→ **EXERCISE DESCRIPTION**
Start at the line containing "Practice step: set one point on each instance of the green" and transcribe every line exactly through the end of the records below, and only those lines.

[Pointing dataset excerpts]
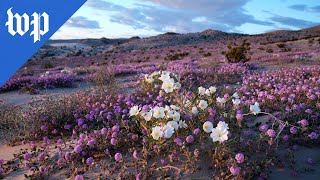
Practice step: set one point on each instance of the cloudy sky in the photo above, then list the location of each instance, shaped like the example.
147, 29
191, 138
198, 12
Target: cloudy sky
115, 19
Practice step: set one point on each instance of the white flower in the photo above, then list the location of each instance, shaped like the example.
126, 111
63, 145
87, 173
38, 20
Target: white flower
255, 109
147, 115
236, 102
194, 110
176, 116
222, 125
203, 104
168, 86
164, 76
168, 131
201, 90
187, 103
174, 107
207, 126
212, 89
182, 124
208, 93
170, 113
148, 79
167, 108
173, 124
134, 111
157, 133
158, 112
177, 85
221, 100
219, 135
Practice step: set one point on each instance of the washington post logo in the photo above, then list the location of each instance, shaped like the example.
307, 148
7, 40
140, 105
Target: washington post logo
21, 24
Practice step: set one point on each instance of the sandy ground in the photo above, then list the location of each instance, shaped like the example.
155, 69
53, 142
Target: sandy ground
17, 98
306, 170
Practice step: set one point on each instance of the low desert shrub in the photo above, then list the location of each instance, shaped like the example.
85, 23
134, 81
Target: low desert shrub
238, 53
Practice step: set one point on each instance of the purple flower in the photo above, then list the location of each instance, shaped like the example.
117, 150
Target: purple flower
239, 117
239, 158
293, 130
113, 141
107, 151
60, 141
115, 128
235, 170
83, 136
178, 141
313, 135
104, 131
308, 111
264, 128
67, 156
303, 122
89, 161
77, 149
114, 135
27, 156
91, 142
43, 128
79, 177
196, 153
271, 133
118, 157
135, 155
285, 137
190, 139
138, 176
196, 131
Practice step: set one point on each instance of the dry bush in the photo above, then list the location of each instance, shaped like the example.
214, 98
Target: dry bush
105, 80
19, 123
238, 53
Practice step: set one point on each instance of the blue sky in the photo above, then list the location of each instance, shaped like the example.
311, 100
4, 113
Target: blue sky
115, 19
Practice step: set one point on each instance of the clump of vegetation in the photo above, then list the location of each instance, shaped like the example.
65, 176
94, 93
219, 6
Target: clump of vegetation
269, 50
177, 56
105, 80
47, 65
281, 45
238, 53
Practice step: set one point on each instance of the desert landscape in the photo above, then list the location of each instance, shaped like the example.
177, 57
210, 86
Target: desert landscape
206, 105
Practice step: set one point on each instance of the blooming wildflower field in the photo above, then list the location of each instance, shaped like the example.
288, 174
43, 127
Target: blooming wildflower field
184, 119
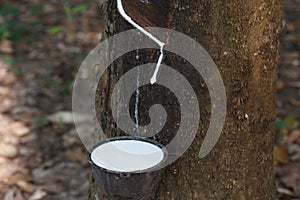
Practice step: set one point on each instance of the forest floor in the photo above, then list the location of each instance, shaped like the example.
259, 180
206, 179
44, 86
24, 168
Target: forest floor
42, 46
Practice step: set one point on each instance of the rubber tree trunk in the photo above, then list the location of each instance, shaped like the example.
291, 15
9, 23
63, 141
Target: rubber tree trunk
243, 39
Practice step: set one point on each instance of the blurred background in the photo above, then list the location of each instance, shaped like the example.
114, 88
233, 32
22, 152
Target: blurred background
42, 44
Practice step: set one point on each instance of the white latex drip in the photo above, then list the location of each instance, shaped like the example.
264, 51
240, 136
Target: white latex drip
152, 37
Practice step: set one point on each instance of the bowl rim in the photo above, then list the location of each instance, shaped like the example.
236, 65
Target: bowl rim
139, 138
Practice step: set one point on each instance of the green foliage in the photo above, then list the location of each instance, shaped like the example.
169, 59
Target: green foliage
70, 12
10, 27
55, 29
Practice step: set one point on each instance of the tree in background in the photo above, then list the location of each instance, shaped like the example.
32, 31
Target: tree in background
243, 39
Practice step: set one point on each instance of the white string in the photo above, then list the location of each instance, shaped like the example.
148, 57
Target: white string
161, 44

→ **CORRECT ANSWER**
Practice step: set one point on each instance of the green foliage in the photo above, then list the location of each instance, shaped like the example.
169, 59
Target: green foliage
70, 12
10, 27
55, 29
Practice step: set one point on each instance of the tree in background in the photo above, then list the location of each instance, shaped like the example.
32, 31
Target: tree in background
243, 39
Practice step: set one point on each instance of the white string in the photo above, then list the location of each instance, shaped like the example.
148, 57
Target: white string
161, 44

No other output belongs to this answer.